Records from a dataset:
---
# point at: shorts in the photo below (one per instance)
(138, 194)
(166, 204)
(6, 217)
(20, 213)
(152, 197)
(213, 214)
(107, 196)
---
Every entry should be duplicated exactly as written.

# point at: shorts in the photo below (one per instance)
(138, 194)
(166, 204)
(6, 217)
(20, 213)
(152, 197)
(213, 214)
(107, 196)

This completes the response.